#### [Task requirements]
1 > From the post on monoculture, list every publication or institution it names.
2 > Please resume the post on monoculture after its final sentence.

#### [Document text]
Monoculture Mania!
Okay, I’ve been mumbling about the threat of monoculture for months now, but what’s really gratifying is how much attention the idea has gotten in many of the year-end roundups that are saturating the press. Even better, the people who’ve been thinking about this a lot longer than me are doing a great job of explaining the ideas.
The New York Times Magazine’s “Year In Ideas” issue had a few nods to the importance of cultural diversity online; Homophily is a great piece from Aaron Retica, pegged to Nat’s post on O’Reilly Radar from back in October.
This year, other academics have cited homophily in elucidating everything from why teenagers choose friends who smoke and drink the same amount that they do to “the strong isolation of lower-class blacks from the interracial- marriage market.” Researchers at M.I.T. even published “Homophily in Online Dating: When Do You Like Someone Like Yourself?” which showed that you like someone like yourself most of the time, online or off. So much for “opposites attract.”

#### [Source data]
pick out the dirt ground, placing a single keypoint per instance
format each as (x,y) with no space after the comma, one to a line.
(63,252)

#### [Task-by-task answers]
1 > The New York Times Magazine, O'Reilly Radar, M.I.T.

2 >
In the same issue of the Times Magazine, Steven Johnson covered Digital Maoism, Jaron Lanier‘s long-time meme (first introduced in his Edge essay) which shows the dangers of a tyrannical majority in many situations. (Steven also contributes a cogent assessment of Web 2.0 for Time.) Jaron’s argument is summarized succinctly:
But all the hype over the powers of the so-called hive mind was bound to provoke a reaction, and in May of this year, it arrived in the form of a thoughtful — though controversial — essay by the artist and computer scientist Jaron Lanier. “What we are witnessing today,” Lanier wrote on Edge.org, “is the alarming rise of the fallacy of the infallible collective. Numerous elite organizations have been swept off their feet by the idea. They are inspired by the rise of the Wikipedia, by the wealth of Google and by the rush of entrepreneurs to be the most Meta. Government agencies, top corporate planning departments and major universities have all gotten the bug.” Lanier dubbed this newthink “digital Maoism.” Against this collectivist mythos, Lanier tried to carve out a crucial space for the insight and creativity of the individual mind.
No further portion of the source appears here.